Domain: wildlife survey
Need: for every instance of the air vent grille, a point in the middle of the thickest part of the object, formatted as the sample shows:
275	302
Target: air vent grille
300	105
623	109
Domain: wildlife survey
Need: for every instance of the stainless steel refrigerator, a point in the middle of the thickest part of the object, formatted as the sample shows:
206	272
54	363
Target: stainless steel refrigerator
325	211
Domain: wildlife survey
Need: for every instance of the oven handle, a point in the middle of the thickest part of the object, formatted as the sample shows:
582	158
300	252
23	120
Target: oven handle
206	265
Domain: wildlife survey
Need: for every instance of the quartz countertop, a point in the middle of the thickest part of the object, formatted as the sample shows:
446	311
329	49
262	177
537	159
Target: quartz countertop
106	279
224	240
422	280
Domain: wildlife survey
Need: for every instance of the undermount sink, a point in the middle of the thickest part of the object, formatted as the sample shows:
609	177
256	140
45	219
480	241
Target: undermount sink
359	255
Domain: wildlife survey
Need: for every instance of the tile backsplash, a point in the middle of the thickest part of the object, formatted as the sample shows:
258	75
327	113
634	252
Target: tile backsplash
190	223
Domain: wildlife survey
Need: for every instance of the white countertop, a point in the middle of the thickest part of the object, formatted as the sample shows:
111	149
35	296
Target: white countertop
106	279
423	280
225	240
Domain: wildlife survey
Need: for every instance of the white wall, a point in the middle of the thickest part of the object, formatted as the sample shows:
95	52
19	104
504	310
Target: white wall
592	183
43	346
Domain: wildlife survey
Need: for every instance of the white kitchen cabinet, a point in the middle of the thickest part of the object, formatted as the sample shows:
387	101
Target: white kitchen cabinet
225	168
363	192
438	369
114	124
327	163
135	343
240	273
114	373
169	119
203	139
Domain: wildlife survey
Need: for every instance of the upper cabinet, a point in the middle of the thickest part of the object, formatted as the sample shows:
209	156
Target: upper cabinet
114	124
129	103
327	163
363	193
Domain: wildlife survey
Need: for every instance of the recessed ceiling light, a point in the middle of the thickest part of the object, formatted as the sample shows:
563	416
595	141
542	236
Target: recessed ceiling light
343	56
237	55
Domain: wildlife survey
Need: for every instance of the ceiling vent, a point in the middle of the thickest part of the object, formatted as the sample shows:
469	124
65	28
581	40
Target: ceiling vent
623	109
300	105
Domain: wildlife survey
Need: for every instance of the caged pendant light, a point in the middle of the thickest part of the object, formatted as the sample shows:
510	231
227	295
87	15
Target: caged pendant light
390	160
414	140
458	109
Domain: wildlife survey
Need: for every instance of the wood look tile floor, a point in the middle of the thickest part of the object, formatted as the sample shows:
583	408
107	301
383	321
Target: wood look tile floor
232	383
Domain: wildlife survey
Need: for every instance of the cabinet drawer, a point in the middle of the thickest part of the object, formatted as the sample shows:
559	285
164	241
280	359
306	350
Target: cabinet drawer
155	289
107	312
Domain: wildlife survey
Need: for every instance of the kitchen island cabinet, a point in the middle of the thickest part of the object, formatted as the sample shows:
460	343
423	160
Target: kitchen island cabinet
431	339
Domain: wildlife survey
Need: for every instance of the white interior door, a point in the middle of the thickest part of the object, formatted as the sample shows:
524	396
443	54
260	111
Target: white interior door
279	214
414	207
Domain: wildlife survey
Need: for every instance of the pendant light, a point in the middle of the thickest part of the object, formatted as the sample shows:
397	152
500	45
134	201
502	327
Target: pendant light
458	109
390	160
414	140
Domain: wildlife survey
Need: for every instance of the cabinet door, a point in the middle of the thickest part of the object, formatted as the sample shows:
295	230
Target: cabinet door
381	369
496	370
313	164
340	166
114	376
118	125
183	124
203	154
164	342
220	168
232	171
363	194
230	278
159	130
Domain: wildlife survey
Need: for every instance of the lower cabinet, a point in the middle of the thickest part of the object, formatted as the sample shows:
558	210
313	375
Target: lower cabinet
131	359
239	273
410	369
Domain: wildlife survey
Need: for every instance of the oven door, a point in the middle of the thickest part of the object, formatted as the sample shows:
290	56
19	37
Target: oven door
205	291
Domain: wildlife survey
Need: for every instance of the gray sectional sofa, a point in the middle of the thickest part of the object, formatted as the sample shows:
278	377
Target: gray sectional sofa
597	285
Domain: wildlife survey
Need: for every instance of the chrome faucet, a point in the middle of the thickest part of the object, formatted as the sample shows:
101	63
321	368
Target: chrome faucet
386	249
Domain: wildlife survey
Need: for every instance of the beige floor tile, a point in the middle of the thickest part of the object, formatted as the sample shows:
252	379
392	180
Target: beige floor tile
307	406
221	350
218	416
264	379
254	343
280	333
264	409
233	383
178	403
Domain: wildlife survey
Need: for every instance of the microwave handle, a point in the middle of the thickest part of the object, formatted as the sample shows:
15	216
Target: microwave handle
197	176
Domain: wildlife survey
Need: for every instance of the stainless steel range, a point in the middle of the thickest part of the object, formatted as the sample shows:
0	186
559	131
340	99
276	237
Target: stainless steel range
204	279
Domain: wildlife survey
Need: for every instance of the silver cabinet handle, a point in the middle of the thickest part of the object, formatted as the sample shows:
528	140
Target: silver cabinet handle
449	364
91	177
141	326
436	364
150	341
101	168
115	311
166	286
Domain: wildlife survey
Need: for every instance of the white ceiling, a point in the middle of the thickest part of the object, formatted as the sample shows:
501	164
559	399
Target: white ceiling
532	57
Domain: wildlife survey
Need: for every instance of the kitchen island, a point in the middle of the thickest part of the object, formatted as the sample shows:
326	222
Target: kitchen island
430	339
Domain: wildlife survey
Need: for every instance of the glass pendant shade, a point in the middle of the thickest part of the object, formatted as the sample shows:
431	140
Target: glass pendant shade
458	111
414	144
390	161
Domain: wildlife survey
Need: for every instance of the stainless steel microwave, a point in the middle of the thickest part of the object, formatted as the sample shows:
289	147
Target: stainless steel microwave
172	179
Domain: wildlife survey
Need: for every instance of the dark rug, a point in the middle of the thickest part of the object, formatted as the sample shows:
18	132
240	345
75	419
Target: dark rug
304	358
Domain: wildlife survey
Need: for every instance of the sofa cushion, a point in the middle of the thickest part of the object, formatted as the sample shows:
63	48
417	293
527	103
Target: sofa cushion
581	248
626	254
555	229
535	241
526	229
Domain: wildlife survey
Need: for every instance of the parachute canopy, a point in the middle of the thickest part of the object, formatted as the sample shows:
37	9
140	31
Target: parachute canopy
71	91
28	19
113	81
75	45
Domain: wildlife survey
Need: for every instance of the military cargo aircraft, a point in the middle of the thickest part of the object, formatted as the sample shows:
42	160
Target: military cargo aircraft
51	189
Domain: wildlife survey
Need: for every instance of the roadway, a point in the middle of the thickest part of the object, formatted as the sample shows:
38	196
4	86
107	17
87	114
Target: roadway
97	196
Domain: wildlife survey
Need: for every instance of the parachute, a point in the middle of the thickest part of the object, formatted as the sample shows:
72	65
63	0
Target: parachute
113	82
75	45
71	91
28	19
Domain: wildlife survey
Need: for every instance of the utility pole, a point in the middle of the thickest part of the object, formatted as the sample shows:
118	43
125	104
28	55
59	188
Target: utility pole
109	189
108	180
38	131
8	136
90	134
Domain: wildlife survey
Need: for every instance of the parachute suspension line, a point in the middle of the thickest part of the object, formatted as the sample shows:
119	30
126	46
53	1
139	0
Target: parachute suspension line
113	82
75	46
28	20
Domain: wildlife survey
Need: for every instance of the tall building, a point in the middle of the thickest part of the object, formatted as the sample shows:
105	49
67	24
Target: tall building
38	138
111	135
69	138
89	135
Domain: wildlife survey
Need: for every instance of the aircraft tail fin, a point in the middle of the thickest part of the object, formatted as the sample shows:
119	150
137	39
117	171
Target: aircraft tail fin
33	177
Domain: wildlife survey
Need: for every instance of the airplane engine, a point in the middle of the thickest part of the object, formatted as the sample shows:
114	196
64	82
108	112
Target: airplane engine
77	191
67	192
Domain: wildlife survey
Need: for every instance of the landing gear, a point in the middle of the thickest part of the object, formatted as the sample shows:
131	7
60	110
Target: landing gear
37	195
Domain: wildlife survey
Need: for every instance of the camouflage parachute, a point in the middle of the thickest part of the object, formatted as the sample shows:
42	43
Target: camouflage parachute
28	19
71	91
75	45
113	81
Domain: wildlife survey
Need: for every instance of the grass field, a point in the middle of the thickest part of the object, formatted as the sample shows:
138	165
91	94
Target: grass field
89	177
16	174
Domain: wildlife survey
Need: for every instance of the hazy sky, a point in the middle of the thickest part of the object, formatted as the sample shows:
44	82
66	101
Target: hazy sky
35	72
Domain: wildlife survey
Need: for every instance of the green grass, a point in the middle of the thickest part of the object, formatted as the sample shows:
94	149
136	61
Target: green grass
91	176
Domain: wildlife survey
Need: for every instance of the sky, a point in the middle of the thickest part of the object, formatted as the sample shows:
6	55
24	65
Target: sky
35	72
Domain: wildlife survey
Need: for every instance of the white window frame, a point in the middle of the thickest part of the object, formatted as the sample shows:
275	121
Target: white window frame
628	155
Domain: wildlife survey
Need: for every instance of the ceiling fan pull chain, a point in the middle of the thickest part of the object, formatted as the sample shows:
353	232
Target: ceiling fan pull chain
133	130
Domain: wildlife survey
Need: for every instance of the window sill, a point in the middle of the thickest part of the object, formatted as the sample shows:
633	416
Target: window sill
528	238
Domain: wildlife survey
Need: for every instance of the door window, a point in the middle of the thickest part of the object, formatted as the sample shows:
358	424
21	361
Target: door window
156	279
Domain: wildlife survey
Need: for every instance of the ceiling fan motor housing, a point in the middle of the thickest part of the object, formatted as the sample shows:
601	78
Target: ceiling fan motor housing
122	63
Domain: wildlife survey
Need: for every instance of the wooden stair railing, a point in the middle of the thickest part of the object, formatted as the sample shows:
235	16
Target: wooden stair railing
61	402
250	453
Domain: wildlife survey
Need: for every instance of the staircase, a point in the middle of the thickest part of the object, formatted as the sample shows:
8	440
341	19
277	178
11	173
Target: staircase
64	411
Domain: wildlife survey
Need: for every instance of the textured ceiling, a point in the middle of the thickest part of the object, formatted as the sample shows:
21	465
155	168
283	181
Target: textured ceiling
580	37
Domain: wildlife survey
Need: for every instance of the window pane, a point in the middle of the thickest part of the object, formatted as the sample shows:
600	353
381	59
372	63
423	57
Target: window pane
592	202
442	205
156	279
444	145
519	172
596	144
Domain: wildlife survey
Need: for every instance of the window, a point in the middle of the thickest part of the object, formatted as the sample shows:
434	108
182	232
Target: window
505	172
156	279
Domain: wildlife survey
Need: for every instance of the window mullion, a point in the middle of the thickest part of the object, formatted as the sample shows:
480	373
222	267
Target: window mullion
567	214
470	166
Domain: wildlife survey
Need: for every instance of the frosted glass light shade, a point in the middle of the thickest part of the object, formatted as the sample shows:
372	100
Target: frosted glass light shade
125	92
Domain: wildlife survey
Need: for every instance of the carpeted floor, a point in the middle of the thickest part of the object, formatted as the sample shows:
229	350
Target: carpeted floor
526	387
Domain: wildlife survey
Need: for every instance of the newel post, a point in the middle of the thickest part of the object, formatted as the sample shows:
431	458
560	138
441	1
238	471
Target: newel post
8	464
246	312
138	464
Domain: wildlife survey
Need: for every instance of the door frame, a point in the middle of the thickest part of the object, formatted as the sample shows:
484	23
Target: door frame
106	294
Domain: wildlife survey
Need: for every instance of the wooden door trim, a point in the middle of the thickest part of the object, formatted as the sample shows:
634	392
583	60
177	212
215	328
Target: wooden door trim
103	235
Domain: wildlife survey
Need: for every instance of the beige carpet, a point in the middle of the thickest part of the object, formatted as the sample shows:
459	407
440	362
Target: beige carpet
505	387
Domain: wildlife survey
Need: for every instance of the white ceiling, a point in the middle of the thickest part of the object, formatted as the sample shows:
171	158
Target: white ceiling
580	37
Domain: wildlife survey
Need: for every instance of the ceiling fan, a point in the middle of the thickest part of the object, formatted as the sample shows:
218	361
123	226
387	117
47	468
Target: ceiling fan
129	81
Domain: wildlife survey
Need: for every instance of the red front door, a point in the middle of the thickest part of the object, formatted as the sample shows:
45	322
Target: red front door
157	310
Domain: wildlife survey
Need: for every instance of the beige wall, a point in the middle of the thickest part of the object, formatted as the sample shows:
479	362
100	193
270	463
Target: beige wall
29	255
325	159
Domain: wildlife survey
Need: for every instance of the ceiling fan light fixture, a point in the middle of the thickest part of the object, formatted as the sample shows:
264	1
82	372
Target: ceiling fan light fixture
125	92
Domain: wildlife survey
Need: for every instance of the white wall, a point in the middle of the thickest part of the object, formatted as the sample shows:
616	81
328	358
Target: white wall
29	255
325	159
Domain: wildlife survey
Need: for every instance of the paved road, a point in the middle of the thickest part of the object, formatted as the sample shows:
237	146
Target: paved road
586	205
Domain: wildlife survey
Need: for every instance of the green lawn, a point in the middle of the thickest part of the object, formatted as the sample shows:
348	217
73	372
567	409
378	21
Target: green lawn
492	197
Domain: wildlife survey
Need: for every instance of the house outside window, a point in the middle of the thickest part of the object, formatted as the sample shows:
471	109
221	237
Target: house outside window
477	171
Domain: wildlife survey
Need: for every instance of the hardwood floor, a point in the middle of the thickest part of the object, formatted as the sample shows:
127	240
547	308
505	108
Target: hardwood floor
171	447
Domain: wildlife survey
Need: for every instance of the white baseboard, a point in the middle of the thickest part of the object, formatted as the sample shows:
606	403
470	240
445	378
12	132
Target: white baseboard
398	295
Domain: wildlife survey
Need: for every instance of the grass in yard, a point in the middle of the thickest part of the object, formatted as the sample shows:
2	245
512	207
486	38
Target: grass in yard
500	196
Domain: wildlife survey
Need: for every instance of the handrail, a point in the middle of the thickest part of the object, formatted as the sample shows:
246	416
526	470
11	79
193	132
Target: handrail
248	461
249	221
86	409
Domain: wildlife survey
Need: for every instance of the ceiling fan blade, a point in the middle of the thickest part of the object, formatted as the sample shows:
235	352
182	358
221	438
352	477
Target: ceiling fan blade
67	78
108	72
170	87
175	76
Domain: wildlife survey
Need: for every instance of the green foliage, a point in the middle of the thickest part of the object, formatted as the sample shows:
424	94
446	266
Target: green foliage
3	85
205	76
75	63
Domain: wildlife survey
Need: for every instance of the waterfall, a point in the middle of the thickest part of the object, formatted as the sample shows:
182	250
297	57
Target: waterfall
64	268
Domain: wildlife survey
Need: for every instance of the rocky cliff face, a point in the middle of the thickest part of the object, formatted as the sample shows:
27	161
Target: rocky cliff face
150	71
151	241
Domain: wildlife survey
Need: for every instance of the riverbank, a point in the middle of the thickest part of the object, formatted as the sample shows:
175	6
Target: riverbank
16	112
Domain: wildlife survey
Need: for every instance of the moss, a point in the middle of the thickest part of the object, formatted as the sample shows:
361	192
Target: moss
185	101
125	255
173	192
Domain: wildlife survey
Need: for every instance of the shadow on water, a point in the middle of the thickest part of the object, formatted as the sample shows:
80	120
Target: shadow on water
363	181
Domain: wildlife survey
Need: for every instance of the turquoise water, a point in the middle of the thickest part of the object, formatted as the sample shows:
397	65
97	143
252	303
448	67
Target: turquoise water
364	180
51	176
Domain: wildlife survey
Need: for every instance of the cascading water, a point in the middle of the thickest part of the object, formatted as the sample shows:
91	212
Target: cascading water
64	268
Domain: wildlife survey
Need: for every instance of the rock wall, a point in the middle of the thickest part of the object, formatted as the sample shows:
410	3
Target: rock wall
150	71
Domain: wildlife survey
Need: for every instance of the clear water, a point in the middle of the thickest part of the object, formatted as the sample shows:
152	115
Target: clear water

——————

If a line in the entries above contains "clear", it counts toward the total; give only that total.

• [Task response]: 2